- [Given problem]:
Copy out, word for word, the records from the line with "Where can you find the white gym" to the line with "pixel 124 232", both of those lines included.

-------

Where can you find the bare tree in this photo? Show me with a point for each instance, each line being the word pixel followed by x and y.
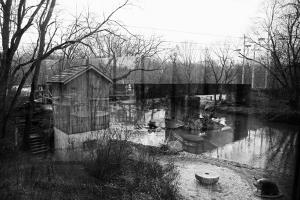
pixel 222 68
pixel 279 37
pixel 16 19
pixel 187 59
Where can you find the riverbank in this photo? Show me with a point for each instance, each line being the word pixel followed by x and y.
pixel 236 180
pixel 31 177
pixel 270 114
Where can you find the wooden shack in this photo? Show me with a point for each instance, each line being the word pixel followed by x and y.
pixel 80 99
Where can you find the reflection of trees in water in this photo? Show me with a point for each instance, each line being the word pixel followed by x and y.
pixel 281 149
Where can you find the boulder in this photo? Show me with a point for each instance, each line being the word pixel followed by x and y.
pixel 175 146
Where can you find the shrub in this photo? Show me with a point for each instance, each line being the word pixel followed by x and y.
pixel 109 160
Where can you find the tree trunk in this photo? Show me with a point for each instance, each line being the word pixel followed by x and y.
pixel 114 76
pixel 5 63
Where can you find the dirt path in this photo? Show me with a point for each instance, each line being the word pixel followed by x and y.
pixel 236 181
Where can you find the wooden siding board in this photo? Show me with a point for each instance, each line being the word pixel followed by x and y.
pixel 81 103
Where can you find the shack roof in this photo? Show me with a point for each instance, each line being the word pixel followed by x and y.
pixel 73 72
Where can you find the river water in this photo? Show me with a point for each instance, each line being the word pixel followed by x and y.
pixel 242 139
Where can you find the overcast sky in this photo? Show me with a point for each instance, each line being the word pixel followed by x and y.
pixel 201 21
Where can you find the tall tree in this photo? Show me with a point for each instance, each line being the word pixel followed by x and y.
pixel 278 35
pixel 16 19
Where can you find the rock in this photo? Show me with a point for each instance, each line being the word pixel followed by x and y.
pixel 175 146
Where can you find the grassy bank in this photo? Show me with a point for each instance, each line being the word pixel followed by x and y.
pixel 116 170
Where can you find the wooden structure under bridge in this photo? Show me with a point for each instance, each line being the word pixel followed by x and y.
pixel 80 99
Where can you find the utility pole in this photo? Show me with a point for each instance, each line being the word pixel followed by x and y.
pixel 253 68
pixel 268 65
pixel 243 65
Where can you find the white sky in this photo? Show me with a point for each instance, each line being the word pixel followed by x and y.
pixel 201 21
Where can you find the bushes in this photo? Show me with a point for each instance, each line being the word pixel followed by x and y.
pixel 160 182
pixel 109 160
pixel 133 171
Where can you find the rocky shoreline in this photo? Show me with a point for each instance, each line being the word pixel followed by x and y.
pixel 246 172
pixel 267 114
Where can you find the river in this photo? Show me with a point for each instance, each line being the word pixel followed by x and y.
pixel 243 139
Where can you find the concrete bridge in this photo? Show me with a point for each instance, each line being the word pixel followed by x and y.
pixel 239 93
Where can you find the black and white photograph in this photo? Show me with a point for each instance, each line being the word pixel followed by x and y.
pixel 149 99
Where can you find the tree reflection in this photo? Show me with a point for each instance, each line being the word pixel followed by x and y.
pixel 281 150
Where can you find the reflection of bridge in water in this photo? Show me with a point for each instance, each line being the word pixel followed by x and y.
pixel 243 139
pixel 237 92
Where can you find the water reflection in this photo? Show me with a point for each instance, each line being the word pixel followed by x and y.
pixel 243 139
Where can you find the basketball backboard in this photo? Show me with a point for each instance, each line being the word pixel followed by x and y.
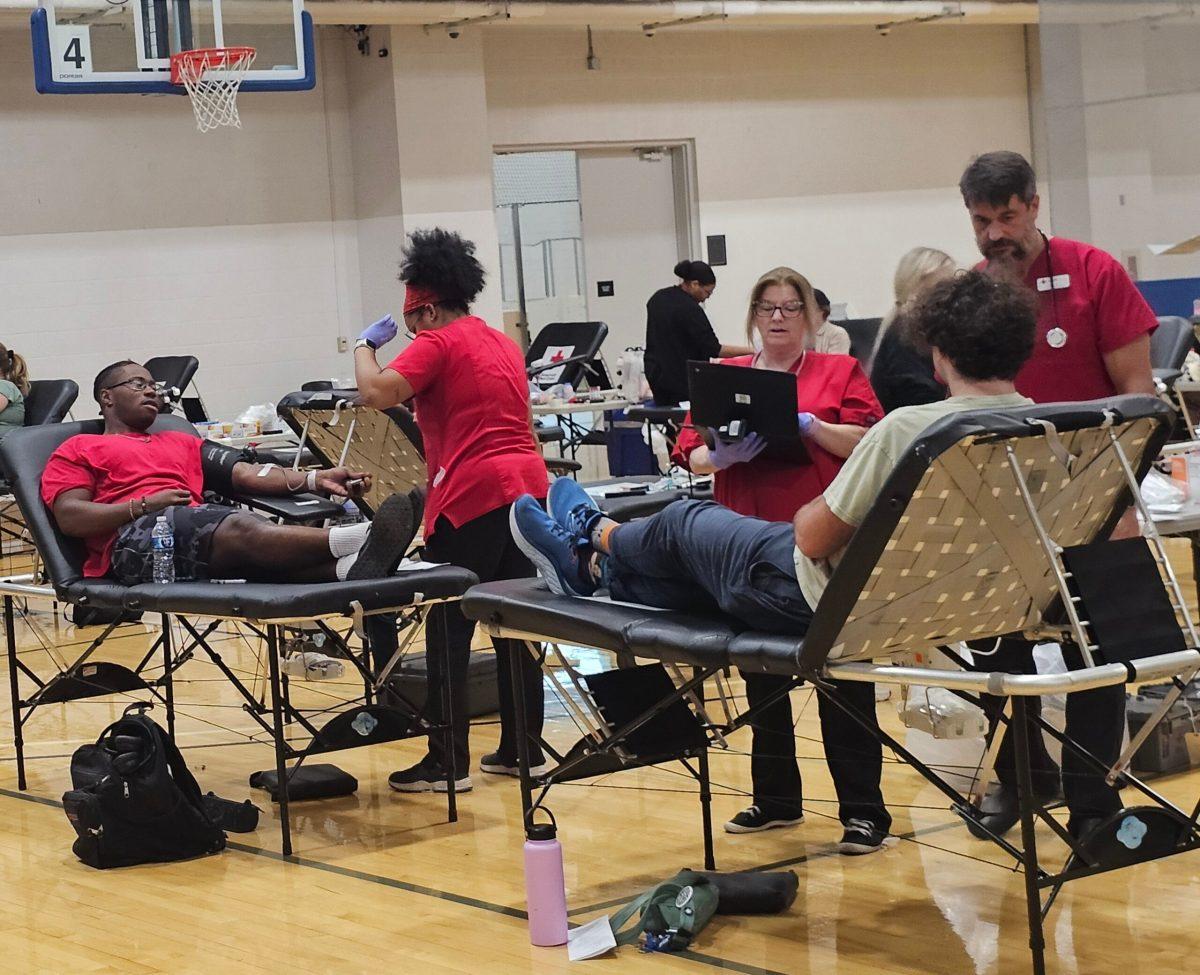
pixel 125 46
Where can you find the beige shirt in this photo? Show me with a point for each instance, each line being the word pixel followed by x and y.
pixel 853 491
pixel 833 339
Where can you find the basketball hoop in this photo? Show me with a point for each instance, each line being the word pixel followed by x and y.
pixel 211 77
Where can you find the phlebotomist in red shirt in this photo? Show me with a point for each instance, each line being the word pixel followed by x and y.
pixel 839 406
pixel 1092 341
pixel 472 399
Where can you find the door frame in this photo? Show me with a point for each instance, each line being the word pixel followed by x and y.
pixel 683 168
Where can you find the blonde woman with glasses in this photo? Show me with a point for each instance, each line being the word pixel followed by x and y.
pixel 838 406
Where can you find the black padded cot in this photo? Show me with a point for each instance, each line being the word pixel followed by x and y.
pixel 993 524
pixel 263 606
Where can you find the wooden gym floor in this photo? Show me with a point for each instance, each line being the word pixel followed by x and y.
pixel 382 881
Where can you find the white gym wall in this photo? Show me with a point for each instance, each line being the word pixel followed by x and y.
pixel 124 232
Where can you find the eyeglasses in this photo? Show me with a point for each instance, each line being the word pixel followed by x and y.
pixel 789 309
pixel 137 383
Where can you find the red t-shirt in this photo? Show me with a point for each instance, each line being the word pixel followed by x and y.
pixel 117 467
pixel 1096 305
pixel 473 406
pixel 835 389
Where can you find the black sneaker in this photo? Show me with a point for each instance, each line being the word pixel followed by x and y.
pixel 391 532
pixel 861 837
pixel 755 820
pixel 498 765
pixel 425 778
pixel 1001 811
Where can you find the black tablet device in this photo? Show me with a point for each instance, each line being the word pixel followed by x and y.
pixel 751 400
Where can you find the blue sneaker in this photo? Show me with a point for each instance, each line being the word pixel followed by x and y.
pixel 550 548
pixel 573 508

-------

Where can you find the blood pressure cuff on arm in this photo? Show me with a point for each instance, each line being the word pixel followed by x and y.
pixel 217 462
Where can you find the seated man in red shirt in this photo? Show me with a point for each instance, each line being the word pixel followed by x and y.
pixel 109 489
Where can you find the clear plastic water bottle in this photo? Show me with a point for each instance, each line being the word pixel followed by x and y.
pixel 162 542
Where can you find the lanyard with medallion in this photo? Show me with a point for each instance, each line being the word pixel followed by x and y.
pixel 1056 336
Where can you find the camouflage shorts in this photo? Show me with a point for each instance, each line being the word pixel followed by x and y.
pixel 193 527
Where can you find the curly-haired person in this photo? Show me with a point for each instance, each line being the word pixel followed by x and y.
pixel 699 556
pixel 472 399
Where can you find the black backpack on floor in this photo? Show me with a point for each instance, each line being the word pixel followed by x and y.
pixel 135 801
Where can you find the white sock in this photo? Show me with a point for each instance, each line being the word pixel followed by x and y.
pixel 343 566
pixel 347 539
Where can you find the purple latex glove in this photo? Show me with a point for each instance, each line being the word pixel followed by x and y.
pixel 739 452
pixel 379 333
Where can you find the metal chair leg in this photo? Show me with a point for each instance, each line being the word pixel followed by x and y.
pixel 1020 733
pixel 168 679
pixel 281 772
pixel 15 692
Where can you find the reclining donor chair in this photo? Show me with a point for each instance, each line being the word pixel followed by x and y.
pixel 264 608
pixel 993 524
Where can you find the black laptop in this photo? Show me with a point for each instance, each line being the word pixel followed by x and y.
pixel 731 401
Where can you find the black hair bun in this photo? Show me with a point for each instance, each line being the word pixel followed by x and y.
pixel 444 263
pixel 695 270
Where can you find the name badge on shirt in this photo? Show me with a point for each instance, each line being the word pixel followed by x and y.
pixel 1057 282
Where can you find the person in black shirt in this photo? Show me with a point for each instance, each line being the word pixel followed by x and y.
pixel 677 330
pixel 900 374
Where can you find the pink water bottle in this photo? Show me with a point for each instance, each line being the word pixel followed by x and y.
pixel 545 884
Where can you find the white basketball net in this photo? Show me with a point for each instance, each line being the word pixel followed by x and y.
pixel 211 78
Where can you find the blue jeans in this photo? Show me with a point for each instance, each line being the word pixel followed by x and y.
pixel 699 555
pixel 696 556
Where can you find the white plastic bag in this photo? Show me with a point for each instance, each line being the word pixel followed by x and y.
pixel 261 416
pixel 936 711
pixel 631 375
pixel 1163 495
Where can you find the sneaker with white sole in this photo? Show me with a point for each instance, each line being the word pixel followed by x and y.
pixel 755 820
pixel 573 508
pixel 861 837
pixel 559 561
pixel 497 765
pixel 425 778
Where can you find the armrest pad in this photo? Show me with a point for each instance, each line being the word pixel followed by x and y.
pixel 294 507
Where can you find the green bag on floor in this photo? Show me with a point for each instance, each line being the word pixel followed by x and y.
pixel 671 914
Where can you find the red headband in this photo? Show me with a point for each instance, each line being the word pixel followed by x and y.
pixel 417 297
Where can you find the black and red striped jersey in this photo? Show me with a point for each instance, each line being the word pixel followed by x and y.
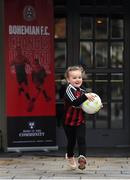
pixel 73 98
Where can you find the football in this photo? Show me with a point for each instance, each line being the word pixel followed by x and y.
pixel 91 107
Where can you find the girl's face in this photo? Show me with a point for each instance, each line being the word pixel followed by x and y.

-------

- [Expected answer]:
Where can you find the white gym wall in this photo? Show me with a point for each instance, each line being the word pixel followed by x and y.
pixel 124 232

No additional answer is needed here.